Mantis Shrimp's Attack Claw Inspires Tough New Material Design
The weapon with which mantis shrimp attack their prey, including mollusks and crabs, is no ordinary appendage. This clublike claw accelerates faster than a .22-calliber bullet, delivers an impact more than 1,000 times the shrimp’s own body weight, and stays intact even after thousands of blows.
Researchers think studying the structure of the club could inspire biology-mimicking materials to make stronger airplanes, cars, body armor and football helmets.
In fact, researchers found in recent tests that a shrimp-inspired material design proved tougher and more impact-resistant than a standard material structure used in the aerospace industry.
"The more we study the club of this tiny crustacean, the more we realize its structure could improve so many things we use every day," study researcher David Kisailus, a professor of engineering at the University of California, Riverside, said in a statement. [Photos: Mantis Shrimp’s Googly Eyes]
In previous work, Kisailus and his colleagues examined the structure of the club and found an endocuticle region in which mineralized fibers are arranged in layers and act as a shock absorber. Each layer is rotated slightly compared to the one below, creating a spiraling, or helicoidal, pattern.

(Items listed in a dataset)

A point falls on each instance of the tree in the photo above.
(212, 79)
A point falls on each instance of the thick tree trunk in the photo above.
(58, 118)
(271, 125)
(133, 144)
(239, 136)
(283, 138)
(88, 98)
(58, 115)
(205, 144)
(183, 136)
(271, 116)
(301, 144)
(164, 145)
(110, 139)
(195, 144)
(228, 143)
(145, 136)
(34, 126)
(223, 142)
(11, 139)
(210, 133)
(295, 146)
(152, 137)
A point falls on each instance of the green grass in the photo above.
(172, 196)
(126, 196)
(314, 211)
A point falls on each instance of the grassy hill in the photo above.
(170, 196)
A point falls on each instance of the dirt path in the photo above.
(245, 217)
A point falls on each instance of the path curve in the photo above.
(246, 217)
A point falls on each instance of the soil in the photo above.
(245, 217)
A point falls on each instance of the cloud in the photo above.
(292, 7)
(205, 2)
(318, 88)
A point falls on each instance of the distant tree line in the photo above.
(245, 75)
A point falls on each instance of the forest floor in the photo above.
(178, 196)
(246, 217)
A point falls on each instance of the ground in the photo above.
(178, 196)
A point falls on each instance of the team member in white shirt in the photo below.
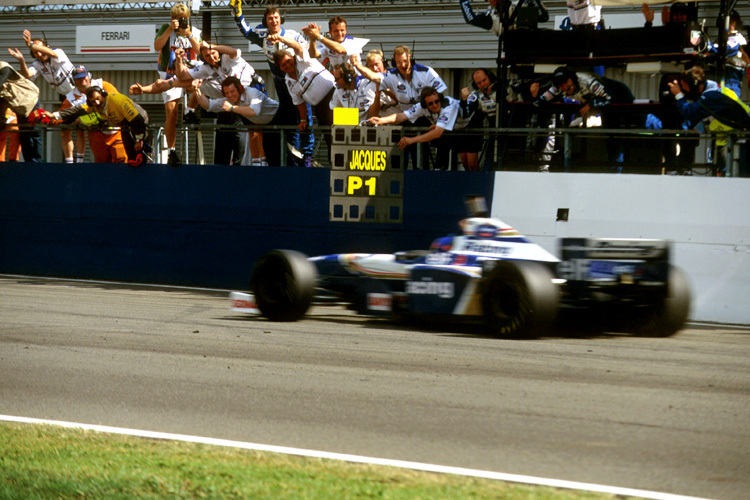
(355, 91)
(272, 24)
(444, 116)
(388, 103)
(238, 105)
(308, 82)
(56, 69)
(337, 49)
(177, 34)
(407, 79)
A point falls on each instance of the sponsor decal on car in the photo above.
(487, 246)
(379, 302)
(444, 290)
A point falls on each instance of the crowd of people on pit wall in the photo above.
(314, 72)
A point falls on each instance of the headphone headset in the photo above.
(423, 99)
(95, 88)
(44, 42)
(265, 23)
(693, 84)
(232, 80)
(490, 75)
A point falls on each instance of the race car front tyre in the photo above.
(283, 282)
(519, 299)
(665, 315)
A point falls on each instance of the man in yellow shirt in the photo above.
(117, 110)
(105, 141)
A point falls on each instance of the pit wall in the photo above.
(708, 220)
(199, 225)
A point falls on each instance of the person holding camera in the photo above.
(700, 99)
(56, 68)
(176, 34)
(20, 95)
(443, 114)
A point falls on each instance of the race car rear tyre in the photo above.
(283, 282)
(666, 315)
(519, 299)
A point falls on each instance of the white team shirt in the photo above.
(264, 107)
(269, 48)
(313, 82)
(75, 98)
(331, 59)
(448, 118)
(361, 97)
(57, 72)
(407, 93)
(212, 77)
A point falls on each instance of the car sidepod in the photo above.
(443, 290)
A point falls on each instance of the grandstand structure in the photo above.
(434, 28)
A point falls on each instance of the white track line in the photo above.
(514, 478)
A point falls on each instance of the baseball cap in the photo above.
(80, 72)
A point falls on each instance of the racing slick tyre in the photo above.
(519, 299)
(283, 282)
(667, 314)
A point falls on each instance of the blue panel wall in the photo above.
(198, 225)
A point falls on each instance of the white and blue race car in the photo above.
(489, 272)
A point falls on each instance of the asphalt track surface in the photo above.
(668, 415)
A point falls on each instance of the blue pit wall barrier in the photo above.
(200, 225)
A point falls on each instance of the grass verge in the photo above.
(41, 461)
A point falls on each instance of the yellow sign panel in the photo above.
(367, 159)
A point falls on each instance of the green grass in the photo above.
(39, 461)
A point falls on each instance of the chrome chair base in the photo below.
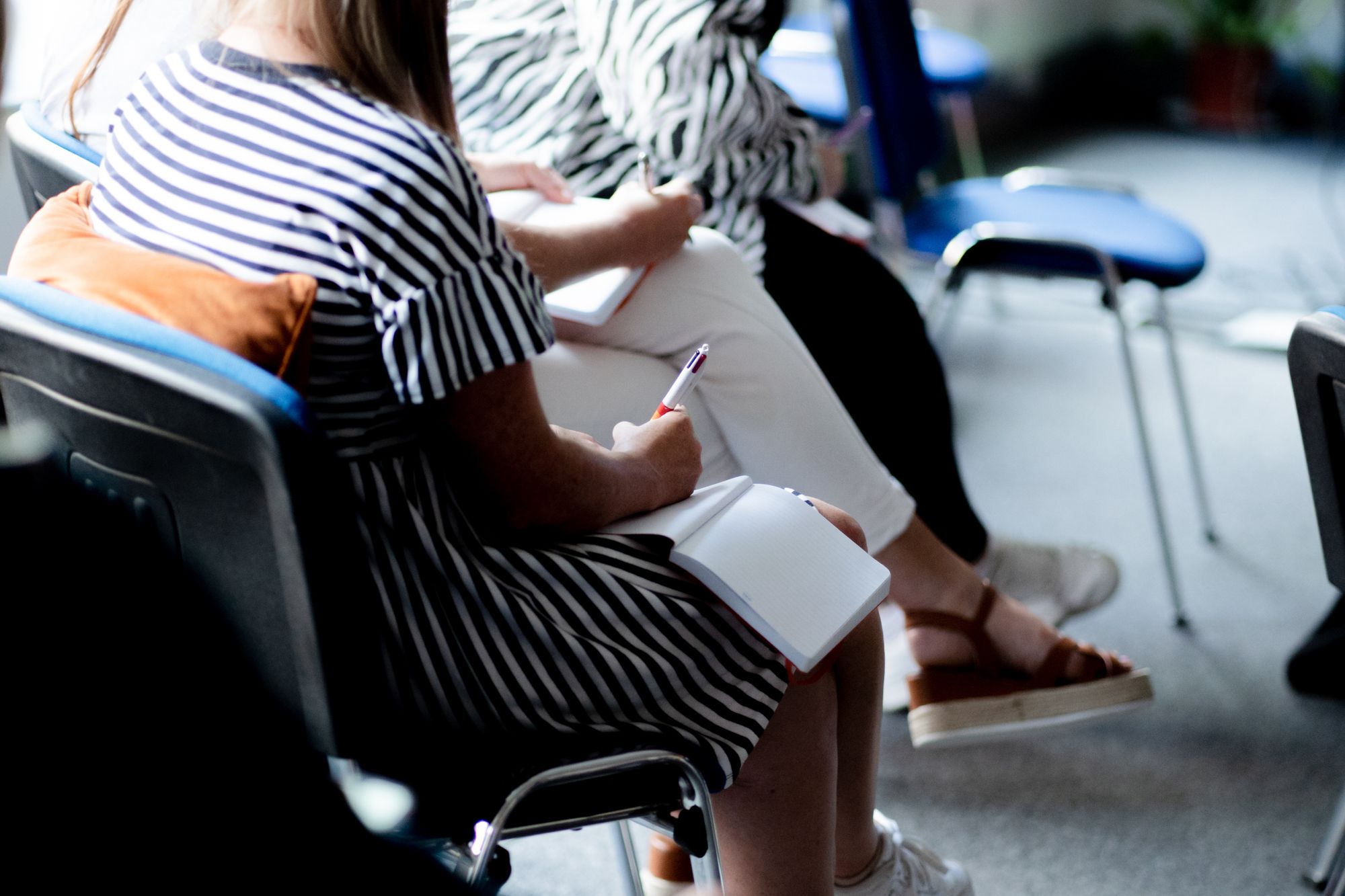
(952, 274)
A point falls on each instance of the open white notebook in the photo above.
(594, 299)
(774, 560)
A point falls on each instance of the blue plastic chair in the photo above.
(46, 159)
(805, 61)
(1034, 221)
(221, 460)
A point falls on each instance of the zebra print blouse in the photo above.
(587, 85)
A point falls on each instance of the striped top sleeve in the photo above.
(303, 175)
(484, 311)
(680, 79)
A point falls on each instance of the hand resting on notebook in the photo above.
(638, 228)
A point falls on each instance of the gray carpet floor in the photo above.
(1226, 784)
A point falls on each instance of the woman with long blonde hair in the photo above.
(318, 136)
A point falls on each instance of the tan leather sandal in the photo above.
(985, 701)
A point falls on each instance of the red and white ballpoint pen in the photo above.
(685, 382)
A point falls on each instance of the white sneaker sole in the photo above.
(981, 719)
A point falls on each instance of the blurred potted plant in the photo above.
(1234, 57)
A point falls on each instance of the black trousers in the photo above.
(867, 334)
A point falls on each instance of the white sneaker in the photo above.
(1054, 581)
(909, 868)
(898, 659)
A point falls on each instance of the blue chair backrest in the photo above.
(1317, 369)
(906, 134)
(213, 454)
(46, 159)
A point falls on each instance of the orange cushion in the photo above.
(267, 323)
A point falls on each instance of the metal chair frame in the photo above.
(696, 795)
(958, 263)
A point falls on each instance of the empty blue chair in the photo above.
(805, 61)
(1034, 221)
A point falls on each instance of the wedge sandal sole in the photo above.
(980, 719)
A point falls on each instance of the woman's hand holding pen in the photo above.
(652, 225)
(668, 451)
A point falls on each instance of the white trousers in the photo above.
(762, 407)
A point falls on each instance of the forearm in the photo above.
(562, 255)
(584, 487)
(524, 474)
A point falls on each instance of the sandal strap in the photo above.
(1052, 670)
(974, 628)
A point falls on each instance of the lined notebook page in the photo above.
(789, 572)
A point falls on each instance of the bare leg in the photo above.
(859, 673)
(801, 811)
(777, 821)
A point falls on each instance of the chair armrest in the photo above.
(1044, 177)
(954, 261)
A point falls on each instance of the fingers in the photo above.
(549, 184)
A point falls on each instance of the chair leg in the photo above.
(965, 134)
(942, 307)
(1330, 854)
(709, 877)
(1151, 471)
(631, 883)
(1188, 431)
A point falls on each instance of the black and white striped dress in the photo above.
(223, 158)
(587, 85)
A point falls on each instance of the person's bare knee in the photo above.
(841, 520)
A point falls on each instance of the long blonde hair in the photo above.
(91, 68)
(391, 50)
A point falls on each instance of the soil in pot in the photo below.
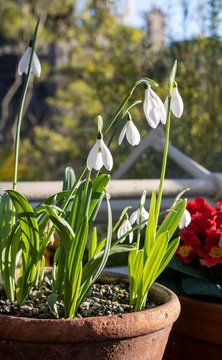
(102, 300)
(126, 336)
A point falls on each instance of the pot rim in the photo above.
(94, 328)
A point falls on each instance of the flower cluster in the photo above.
(202, 238)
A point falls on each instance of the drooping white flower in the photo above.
(24, 63)
(99, 155)
(153, 108)
(137, 217)
(185, 219)
(131, 132)
(176, 105)
(124, 228)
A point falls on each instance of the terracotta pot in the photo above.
(142, 335)
(197, 334)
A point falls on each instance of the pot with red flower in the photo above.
(195, 274)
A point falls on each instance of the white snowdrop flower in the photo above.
(24, 63)
(176, 105)
(99, 155)
(123, 229)
(137, 217)
(131, 132)
(185, 219)
(153, 108)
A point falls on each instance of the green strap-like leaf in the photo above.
(172, 220)
(30, 247)
(170, 251)
(150, 228)
(65, 231)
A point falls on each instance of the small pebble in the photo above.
(103, 299)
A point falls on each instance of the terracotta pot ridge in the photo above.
(92, 329)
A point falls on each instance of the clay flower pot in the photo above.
(140, 335)
(198, 332)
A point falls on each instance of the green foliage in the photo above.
(189, 279)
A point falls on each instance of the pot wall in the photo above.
(141, 335)
(197, 334)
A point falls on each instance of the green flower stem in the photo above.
(163, 171)
(120, 108)
(74, 187)
(21, 106)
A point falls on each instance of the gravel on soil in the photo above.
(103, 299)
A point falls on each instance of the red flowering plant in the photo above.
(196, 268)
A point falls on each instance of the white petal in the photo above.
(166, 104)
(153, 118)
(132, 133)
(100, 123)
(122, 134)
(146, 104)
(133, 217)
(24, 61)
(123, 229)
(94, 160)
(106, 156)
(131, 237)
(36, 66)
(144, 216)
(176, 103)
(159, 105)
(185, 219)
(120, 231)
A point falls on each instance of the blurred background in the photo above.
(91, 52)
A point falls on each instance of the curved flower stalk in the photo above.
(124, 228)
(153, 108)
(23, 65)
(131, 132)
(99, 155)
(176, 102)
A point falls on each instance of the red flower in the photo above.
(211, 252)
(189, 247)
(199, 205)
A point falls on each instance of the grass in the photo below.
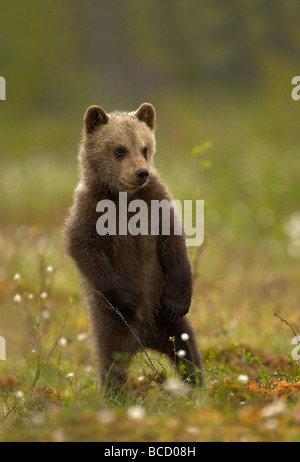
(246, 272)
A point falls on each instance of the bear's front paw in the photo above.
(175, 306)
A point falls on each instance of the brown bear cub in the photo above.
(139, 285)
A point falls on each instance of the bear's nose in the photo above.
(142, 175)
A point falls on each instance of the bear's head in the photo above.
(117, 148)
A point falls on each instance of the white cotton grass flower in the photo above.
(175, 387)
(58, 435)
(105, 416)
(63, 341)
(243, 379)
(185, 337)
(17, 299)
(181, 353)
(291, 228)
(136, 413)
(20, 395)
(46, 314)
(82, 337)
(88, 369)
(274, 410)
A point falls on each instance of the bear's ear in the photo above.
(146, 113)
(94, 117)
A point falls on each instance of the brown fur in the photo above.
(147, 278)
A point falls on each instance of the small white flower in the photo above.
(105, 416)
(58, 435)
(20, 395)
(63, 341)
(185, 337)
(181, 353)
(17, 299)
(273, 410)
(82, 337)
(136, 413)
(243, 379)
(45, 314)
(175, 387)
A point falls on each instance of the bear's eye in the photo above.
(120, 152)
(145, 152)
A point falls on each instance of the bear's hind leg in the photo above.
(182, 351)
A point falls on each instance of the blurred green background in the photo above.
(219, 74)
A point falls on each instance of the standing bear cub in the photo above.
(138, 285)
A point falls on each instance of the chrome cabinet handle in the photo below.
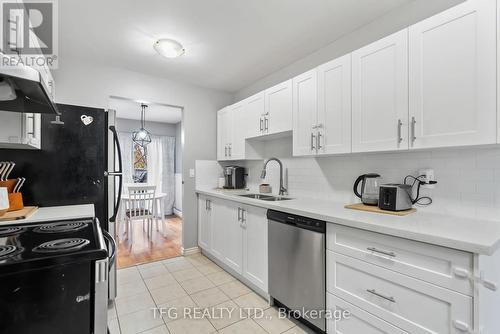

Work to complete:
1 > Write out the portion of the mantis shrimp article that starts at "Researchers think studying" and ends at "the aerospace industry.", word for word.
2 > Carry the mantis shrimp article forward from its last sentence.

Responses in order:
1 >
Researchers think studying the structure of the club could inspire biology-mimicking materials to make stronger airplanes, cars, body armor and football helmets.
In fact, researchers found in recent tests that a shrimp-inspired material design proved tougher and more impact-resistant than a standard material structure used in the aerospace industry.

2 >
The researchers created carbon fiber-epoxy composites containing layers at three different helicoidal angles. Then, using a drop weight system similar to the kind used for materials testing in the aircraft industry, they tested the shrimp-inspired composites against two control materials. One control contained layers with fibers running parallel to one another and the second control contained layers in an alternating configuration used in the aerospace industry.
The shrimp-inspired materials fared better than either control in the impact, compression and ultrasound testing, the researchers reported in an article published online last month in the journal Acta Biomaterialia.